── Extract provided

Today Brother and Bella saw the ophthalmologist.
One of the crazy rules in Kentucky is that every Kindergartener has to have an eye exam before entering school. (Every good parent knows thorough medical exams and routine dental and eye exams are important. But the fact that my children have been receiving those is irrelevant. Those exams were not done in Kentucky, so they must all be re-done, regardless of the cost, inconvenience, or trauma to the child. I digress….) So we had her exam, filled out her form, and talked about how she crosses her eyes when fatigued. Since she wasn’t doing it during the exam (at 8:40 AM in the morning), he can’t treat it. So we’ll monitor it. If it gets worse, we’ll treat it. Same plan as in Texas.
Nice thing – he knew our pediatric ophthalmologist in Texas. That always makes me feel good.

────

• **Task**:
According to the eye exam post, what must every Kindergartener in Kentucky have before entering school? The material after this has no connection to the eye exam post.

── Dataset records

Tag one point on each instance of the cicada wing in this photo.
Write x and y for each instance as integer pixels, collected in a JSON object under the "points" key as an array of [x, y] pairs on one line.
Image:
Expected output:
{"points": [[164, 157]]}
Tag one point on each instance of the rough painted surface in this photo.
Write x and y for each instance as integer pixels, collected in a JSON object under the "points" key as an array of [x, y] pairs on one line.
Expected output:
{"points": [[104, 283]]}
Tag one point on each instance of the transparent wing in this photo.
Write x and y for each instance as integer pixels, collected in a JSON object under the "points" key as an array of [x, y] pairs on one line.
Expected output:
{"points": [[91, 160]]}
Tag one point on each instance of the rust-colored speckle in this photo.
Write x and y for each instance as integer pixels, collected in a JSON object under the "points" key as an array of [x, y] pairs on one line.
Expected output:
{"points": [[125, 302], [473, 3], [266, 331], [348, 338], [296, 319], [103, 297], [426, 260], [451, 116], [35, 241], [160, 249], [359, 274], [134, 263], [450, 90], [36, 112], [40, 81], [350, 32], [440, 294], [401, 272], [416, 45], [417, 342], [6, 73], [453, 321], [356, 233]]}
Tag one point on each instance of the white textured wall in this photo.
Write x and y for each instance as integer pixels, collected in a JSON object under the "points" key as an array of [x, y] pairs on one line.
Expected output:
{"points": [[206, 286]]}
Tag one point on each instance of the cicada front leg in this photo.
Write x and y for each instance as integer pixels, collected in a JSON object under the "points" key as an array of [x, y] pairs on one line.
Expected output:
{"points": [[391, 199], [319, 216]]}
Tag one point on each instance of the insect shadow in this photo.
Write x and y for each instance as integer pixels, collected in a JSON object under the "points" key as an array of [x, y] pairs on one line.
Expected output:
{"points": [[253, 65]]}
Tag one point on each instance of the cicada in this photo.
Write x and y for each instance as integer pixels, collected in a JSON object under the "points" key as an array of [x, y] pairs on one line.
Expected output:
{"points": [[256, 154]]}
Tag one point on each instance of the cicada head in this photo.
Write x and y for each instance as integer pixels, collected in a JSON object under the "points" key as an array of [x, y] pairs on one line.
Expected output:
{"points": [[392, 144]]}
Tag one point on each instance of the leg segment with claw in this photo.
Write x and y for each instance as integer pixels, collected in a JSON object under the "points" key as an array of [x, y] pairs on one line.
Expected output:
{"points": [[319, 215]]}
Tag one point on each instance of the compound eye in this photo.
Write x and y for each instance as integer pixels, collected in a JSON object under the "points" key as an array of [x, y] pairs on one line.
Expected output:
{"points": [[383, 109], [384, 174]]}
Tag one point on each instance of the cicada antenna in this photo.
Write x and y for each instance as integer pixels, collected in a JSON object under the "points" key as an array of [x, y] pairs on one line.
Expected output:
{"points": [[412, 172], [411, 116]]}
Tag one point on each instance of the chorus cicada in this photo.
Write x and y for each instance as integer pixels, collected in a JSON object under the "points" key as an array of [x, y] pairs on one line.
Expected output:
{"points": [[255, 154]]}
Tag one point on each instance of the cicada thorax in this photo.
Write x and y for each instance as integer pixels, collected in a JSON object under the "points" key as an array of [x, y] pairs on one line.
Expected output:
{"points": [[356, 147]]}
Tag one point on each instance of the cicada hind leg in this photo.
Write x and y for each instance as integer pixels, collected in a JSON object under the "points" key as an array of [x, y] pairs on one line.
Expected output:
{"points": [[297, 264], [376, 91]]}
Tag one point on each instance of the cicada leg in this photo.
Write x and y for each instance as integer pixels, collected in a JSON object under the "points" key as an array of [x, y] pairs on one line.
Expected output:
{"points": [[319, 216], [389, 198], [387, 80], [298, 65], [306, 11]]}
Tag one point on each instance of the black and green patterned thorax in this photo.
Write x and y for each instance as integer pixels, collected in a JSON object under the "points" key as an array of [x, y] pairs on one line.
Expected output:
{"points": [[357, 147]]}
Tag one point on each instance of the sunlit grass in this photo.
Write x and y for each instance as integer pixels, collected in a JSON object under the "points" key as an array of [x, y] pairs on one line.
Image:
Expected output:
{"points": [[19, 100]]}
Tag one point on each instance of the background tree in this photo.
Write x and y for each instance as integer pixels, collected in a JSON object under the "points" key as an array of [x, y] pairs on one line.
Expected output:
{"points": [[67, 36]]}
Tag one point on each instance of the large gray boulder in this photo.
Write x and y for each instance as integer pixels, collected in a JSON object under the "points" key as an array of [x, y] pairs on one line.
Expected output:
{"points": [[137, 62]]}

────

• **Exercise response**:
An eye exam.